● **DOCUMENT EXCERPT**:
====================

From Stage 2: Automatic Differentiation
-
Temperature Sampling
See how temperature transforms probability distributions. Experiment with different temperatures and sample tokens.
From Stage 1: Markov Chains
-
N-gram State Machine
Visualize Markov chains as state machines. Train on custom text, watch state transitions, and generate text step-by-step.
From Stage 1: Markov Chains
What These Visualizations Teach¶
Attention Visualizer (Stage 5) — NEW¶
The attention visualizer demonstrates the core concepts from Sections 5.1-5.7:
- Query-Key matching: See how queries find relevant keys
- Attention weights: Observe the softmax distribution over positions
- Causal masking: Enable GPT-style masking to prevent future attention
- Temperature effects: Watch attention sharpen or soften with temperature
Try these experiments:
| Pattern | Masking | What it demonstrates |
|---|---|---|
| Random | None | Untrained attention, spread distribution |
| Self-Attention | None | Each position attends to itself |
| Previous Token | Causal | Local context pattern |
| Syntactic | None | Content word relationships |
| Distance-Based | Causal | Positional attention decay |
Gradient Descent Visualizer (Stage 4)¶
The optimizer visualizer demonstrates the core concepts from Sections 4.2-4.5:
- Loss landscapes: See how different surfaces create different optimization challenges
- Optimizer comparison: Watch how SGD, momentum, and Adam behave differently
- Hyperparameter effects: Explore how learning rate and momentum coefficients affect convergence
- Condition number: Observe zigzagging on elongated valleys
Try these experiments:
| Surface | Optimizer | What it demonstrates |
|---|---|---|
| Elongated Valley | SGD | Zigzag problem, slow convergence |
| Elongated Valley | Momentum | Dampens oscillation, faster |
| Rosenbrock | Adam | Navigates curved valleys |
| Saddle Point | Any | Escape behavior (or getting stuck) |
| Rastrigin | Adam | Local minima challenges |
N-gram State Machine (Stage 1)¶
The n-gram visualizer demonstrates the core concepts from Sections 1.1-1.3:
- State machine view: Markov chains are finite state automata
- Training = counting: Watch how observations become transition probabilities
- Generation: Sample from the model one token at a time
- Context dependence: See how history determines the next token distribution
Try these experiments:
| Training Text | What it demonstrates |
|---|---|
abab |
Deterministic patterns |
the cat sat on the mat |
Natural language structure |
to be or not to be |
Repeated patterns create loops |
aaaaabbbbb |
Imbalanced distributions |
Autograd Visualizer (Stage 2)¶
The autograd visualizer demonstrates the core concepts from Section 2.4-2.6:
- Computational graphs: See how mathematical expressions become directed acyclic graphs
- Forward pass: Watch values propagate from inputs to outputs
- Backward pass: Observe gradients flow in reverse via the chain rule
- Local gradients: Each operation contributes its local derivative
Try these expressions to explore different patterns:
| Expression | What it demonstrates |
|---|---|
(x + y) * z |
Basic operations, gradient accumulation |
x * x + y * y |
Sum of squares, independent gradients |
(x * y) + (y * z) |
Shared variable (y appears twice) |
x * x * x |
Power rule in action |
Temperature Sampling (Stage 1)¶
The temperature explorer demonstrates concepts from Section 1.6:
- Probability distributions: How language models represent uncertainty
- Temperature scaling: The formula P_T(t) = P(t)^(1/T) / Z
- Entropy: How "spread out" the distribution is
- Effective vocabulary: Perplexity as the "equivalent uniform vocabulary size"

====================

● **INFORMATION SHOWN**:

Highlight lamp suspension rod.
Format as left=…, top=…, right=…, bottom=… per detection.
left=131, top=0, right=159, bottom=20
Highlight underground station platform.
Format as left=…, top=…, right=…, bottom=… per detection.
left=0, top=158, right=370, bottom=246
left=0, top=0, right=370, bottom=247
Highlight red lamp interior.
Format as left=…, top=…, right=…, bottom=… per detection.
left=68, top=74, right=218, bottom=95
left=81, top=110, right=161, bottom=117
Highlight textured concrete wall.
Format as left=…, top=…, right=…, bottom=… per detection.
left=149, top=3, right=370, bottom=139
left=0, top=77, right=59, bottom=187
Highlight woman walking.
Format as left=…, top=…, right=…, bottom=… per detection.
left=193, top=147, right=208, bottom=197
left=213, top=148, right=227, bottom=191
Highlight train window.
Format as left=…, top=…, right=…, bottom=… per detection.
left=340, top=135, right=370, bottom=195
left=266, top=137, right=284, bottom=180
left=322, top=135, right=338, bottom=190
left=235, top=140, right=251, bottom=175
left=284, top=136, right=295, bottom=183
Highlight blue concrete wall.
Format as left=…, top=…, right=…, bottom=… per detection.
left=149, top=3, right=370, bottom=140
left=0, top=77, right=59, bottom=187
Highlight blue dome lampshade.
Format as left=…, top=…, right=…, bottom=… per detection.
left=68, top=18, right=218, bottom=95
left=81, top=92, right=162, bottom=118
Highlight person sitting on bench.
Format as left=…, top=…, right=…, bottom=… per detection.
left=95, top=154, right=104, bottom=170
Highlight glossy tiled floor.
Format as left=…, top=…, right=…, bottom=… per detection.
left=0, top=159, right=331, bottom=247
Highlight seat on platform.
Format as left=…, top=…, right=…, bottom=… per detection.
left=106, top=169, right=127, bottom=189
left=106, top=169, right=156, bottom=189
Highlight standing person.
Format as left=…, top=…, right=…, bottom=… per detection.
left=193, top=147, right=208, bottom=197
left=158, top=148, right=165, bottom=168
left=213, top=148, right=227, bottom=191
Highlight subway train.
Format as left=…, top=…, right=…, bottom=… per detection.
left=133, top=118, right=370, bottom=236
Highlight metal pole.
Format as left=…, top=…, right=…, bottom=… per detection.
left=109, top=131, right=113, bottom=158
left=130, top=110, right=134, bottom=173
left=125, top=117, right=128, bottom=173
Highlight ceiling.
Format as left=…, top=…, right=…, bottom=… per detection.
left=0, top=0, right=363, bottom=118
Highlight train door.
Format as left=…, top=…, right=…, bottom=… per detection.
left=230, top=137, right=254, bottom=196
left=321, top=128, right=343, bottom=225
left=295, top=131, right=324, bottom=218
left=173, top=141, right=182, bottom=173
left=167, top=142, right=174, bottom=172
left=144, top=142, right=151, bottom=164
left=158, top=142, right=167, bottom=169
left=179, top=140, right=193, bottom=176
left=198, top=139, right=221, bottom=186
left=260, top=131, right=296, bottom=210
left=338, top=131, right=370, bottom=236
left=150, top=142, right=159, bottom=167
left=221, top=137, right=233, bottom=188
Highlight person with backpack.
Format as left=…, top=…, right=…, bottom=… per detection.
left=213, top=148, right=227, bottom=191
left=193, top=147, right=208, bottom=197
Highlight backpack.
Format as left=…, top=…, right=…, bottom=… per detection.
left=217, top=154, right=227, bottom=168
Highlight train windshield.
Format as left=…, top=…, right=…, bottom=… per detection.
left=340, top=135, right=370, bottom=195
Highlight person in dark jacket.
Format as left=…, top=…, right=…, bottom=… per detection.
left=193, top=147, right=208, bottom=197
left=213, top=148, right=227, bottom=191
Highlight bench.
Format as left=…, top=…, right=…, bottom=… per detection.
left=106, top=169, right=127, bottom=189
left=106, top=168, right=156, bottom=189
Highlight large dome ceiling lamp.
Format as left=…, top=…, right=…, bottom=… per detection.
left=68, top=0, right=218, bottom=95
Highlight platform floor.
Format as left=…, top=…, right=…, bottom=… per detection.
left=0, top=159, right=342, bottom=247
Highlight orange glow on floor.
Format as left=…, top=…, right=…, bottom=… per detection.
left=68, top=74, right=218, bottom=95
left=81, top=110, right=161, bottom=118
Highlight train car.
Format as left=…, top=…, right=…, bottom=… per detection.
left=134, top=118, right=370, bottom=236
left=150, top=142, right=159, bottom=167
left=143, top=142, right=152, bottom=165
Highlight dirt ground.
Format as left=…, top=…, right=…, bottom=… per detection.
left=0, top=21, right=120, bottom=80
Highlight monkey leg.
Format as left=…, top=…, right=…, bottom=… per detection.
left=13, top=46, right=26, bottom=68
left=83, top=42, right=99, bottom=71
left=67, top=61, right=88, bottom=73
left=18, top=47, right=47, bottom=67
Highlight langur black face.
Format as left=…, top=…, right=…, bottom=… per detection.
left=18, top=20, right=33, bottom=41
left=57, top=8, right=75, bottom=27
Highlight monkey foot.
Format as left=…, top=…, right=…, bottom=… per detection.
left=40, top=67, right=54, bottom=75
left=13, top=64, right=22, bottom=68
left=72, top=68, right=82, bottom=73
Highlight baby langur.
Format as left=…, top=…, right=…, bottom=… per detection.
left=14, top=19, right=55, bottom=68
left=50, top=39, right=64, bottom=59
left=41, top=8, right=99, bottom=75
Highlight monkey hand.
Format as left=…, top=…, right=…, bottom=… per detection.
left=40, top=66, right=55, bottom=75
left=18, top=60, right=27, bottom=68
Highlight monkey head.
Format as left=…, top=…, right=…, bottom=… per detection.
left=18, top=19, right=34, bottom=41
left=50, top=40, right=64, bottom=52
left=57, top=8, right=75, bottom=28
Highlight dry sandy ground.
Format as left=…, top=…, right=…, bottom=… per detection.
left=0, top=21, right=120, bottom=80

====================

● **TASK ITEM A**:
Return the stretch of the excerpt on the learning visualizations from "From Stage 2: Automatic" through "and sample tokens.", copied word for word.
● **TASK ITEM B**:
In the excerpt on the learning visualizations, what does the Self-Attention pattern with no masking demonstrate?
● **TASK ITEM C**:
Write what comes next in the excerpt on the learning visualizations, continuing from its last line.

● **EXERCISE RESPONSE A**:
From Stage 2: Automatic Differentiation
-
Temperature Sampling
See how temperature transforms probability distributions. Experiment with different temperatures and sample tokens.

● **EXERCISE RESPONSE B**:
Each position attends to itself.

● **EXERCISE RESPONSE C**:
Key insights to discover:
| Temperature | Effect | Use case |
|---|---|---|
| T → 0 | Greedy (argmax) | Deterministic outputs |
| T = 0.7 | Slightly focused | Coherent generation |
| T = 1.0 | Original distribution | Balanced sampling |
| T = 1.5 | More random | Creative writing |
| T → ∞ | Uniform | Maximum diversity |
Technical Notes¶
These visualizations are built with:
- Vanilla JavaScript: No build tools required, matching the "from scratch" philosophy
- D3.js: For reactive data visualization
- Portable design: Work offline, embed anywhere
The autograd visualizer is a direct port of the Python Value class from Stage 2, demonstrating that the same concepts work across languages.